*** Begin section ***

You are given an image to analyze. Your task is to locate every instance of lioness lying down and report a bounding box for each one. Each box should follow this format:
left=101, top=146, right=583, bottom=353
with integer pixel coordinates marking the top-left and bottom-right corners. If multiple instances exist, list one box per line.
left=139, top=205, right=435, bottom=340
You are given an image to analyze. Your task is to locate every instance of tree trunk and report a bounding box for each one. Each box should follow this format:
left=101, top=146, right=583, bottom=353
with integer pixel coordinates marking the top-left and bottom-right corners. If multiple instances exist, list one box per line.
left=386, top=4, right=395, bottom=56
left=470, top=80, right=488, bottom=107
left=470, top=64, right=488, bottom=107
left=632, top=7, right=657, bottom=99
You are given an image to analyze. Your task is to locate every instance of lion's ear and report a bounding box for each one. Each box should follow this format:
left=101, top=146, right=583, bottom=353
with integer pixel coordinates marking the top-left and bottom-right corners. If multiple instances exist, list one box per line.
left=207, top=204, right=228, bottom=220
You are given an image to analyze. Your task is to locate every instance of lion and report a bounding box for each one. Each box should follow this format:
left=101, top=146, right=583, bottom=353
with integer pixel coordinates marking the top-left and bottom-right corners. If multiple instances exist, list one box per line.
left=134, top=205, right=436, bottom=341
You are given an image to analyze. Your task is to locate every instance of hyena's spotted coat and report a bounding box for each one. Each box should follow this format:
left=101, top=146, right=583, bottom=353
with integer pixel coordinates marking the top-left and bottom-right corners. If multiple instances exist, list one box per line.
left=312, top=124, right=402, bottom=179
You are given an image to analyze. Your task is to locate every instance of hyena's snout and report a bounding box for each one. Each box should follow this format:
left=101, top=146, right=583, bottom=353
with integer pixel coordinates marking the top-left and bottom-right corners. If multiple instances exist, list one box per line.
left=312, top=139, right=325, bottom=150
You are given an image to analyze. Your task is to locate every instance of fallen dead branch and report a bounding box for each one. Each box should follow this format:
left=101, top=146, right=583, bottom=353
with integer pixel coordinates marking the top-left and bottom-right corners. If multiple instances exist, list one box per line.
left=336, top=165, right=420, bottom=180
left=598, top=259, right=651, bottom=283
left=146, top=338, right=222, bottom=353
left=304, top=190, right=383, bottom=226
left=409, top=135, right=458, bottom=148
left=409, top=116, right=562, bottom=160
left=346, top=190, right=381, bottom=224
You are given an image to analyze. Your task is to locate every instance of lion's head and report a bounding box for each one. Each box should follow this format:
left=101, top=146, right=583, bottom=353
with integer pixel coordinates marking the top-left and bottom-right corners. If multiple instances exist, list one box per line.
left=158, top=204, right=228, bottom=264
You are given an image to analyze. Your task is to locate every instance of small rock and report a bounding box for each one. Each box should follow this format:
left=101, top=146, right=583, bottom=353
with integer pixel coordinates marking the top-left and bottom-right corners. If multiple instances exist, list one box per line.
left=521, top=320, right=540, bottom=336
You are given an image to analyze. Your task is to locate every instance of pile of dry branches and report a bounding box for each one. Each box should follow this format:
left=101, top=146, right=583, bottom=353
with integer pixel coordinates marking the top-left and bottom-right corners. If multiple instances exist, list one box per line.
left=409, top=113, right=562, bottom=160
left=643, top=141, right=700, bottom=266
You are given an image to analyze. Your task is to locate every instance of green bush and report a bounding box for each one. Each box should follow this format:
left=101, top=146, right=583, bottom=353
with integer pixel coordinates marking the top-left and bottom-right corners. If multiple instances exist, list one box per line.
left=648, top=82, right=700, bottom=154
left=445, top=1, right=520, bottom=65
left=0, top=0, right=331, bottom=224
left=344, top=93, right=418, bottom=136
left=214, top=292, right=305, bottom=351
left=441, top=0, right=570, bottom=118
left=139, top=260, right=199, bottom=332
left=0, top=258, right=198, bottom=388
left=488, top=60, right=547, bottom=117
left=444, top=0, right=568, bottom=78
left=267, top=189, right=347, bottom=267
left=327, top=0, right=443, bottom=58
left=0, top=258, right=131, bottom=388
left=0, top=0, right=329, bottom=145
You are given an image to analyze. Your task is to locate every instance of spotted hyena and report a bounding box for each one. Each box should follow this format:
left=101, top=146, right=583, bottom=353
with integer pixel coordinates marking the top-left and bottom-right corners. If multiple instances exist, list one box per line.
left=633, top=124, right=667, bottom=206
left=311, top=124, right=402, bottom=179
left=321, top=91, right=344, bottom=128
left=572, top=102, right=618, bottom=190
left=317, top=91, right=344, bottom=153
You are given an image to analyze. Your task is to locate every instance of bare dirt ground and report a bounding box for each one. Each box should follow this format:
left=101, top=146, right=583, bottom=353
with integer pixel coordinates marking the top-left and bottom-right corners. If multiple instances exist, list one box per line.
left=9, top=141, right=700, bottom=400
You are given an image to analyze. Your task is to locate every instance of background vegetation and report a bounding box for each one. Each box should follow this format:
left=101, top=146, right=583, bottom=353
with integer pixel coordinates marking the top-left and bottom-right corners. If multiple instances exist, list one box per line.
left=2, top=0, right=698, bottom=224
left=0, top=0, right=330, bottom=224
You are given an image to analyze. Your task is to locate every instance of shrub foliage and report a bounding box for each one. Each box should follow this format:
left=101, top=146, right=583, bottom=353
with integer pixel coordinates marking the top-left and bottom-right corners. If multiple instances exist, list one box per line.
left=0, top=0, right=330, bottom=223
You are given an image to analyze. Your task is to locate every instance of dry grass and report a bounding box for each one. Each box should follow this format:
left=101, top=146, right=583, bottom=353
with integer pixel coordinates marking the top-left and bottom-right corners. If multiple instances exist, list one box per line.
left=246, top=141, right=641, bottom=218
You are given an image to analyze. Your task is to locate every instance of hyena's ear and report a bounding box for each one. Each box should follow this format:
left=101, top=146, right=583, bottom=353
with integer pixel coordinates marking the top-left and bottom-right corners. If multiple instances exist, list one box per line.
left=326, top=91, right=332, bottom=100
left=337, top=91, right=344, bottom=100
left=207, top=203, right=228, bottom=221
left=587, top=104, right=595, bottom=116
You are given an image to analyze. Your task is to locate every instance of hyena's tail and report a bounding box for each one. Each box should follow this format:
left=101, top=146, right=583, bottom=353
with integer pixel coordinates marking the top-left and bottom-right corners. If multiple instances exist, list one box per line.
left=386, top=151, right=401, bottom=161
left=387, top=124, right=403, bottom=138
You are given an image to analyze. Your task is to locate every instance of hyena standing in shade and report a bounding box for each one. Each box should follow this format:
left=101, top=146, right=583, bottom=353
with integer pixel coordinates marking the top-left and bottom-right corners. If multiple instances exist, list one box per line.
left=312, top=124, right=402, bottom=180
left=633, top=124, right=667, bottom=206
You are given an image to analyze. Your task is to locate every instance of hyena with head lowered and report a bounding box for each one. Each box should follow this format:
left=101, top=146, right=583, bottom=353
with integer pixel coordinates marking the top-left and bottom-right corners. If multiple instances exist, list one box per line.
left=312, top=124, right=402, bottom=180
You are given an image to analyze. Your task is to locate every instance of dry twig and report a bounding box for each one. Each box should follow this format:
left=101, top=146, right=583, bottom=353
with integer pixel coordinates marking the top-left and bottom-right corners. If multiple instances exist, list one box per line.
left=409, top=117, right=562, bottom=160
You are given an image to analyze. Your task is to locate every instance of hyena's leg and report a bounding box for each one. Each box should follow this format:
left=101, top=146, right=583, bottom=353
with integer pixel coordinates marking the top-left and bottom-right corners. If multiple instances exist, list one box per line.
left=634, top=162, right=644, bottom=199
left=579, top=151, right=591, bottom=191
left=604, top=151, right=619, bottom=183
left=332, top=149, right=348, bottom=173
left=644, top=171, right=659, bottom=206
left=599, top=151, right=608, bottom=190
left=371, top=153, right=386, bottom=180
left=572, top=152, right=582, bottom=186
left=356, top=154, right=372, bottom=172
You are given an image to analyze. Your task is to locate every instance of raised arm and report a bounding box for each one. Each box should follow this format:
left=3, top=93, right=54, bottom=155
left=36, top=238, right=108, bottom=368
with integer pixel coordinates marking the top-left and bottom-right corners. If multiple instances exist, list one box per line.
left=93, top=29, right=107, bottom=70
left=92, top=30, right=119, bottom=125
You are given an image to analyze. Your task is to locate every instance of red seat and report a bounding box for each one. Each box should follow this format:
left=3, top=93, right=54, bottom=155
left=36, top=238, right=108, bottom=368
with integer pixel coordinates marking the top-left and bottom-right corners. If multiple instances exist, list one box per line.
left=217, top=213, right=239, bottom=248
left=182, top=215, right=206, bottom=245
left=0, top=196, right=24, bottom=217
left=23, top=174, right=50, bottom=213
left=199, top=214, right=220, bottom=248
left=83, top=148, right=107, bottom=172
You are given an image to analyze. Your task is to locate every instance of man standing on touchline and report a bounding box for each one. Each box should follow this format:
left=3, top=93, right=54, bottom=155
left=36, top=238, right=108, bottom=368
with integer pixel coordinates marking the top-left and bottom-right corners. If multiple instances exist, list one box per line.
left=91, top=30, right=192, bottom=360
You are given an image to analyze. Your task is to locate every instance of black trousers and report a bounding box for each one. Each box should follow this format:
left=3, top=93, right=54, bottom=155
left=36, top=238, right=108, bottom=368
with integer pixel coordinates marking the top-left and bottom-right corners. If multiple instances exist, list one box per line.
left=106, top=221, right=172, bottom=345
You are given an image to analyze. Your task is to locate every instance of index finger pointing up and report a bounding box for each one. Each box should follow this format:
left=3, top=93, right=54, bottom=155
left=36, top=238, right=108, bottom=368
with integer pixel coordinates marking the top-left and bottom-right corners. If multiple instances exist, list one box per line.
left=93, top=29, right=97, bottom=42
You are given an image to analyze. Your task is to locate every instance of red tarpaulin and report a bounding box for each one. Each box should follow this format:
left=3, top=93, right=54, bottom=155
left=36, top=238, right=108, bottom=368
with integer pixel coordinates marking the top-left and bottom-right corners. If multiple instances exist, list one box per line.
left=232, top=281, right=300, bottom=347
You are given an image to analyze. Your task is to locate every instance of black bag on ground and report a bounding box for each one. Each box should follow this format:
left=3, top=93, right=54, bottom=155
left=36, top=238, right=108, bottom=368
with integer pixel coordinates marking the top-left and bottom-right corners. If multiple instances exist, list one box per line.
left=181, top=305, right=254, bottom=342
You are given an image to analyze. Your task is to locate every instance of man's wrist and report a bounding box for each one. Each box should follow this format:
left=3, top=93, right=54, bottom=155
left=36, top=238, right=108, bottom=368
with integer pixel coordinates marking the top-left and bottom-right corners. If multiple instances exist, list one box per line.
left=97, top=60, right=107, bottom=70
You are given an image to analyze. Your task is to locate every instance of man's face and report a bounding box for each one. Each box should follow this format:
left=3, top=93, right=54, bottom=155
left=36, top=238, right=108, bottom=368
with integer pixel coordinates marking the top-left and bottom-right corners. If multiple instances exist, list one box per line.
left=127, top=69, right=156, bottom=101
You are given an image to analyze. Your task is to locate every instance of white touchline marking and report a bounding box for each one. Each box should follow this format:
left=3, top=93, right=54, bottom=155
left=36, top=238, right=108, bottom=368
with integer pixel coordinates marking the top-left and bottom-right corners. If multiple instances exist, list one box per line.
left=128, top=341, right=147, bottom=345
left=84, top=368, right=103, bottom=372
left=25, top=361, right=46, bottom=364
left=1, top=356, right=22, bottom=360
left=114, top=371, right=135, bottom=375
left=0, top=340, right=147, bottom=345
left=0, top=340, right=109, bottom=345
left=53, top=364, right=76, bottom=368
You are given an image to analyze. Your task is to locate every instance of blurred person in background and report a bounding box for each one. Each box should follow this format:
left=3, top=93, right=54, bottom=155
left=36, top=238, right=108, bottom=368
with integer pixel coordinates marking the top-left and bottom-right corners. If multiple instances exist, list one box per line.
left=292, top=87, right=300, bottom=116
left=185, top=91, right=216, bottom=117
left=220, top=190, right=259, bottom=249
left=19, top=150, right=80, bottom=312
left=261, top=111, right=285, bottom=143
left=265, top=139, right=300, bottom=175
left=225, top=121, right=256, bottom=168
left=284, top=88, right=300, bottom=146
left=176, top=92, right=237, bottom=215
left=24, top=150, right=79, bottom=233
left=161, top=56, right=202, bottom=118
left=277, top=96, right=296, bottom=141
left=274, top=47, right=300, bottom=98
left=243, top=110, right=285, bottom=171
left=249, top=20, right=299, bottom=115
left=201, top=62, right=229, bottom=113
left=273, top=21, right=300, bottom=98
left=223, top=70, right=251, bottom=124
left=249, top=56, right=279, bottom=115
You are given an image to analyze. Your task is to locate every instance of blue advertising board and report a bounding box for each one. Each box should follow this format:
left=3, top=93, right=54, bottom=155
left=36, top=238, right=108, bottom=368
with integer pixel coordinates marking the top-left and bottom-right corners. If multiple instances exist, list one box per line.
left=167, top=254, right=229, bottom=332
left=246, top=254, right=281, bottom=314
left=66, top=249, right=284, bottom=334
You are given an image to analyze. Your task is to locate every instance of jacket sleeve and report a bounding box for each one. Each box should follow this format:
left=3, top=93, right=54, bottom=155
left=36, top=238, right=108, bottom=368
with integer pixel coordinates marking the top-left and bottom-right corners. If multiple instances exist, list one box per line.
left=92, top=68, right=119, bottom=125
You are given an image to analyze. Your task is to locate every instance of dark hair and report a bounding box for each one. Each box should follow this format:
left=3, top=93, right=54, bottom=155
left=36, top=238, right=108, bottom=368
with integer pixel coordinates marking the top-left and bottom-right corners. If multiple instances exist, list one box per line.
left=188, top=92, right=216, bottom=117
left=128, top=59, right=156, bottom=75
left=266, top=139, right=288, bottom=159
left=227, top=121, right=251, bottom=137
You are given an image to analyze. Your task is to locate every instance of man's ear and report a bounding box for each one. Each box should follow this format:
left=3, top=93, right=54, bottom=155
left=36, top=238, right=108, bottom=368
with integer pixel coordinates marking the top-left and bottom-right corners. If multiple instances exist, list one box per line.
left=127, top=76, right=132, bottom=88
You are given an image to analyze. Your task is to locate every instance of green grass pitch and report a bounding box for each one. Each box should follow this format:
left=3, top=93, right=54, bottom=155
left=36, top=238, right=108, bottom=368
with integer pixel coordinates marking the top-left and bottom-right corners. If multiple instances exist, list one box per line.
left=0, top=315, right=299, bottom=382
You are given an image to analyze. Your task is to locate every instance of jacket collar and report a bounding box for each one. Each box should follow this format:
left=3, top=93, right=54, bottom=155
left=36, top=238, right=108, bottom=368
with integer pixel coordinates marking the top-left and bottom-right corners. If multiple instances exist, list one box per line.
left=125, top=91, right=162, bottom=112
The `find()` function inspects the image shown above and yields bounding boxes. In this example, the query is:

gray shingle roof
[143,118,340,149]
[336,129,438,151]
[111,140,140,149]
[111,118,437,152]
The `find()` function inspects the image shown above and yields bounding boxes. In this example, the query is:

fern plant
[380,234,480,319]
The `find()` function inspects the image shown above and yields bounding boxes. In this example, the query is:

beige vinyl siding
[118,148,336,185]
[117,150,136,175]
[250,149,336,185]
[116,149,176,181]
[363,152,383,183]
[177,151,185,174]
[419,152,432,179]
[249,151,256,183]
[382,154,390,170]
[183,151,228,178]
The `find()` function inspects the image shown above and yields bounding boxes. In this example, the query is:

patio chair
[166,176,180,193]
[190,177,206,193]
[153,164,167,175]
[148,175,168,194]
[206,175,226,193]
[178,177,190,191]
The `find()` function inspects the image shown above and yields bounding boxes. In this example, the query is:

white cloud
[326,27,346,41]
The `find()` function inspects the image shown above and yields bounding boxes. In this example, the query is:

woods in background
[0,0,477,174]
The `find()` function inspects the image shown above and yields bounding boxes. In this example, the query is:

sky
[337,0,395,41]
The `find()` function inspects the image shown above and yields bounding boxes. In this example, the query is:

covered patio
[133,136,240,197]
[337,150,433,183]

*** End section ***

When a line of the entries above contains the word "green", include it in a tally, then give that tally alone.

> _RESPONSE BELOW_
2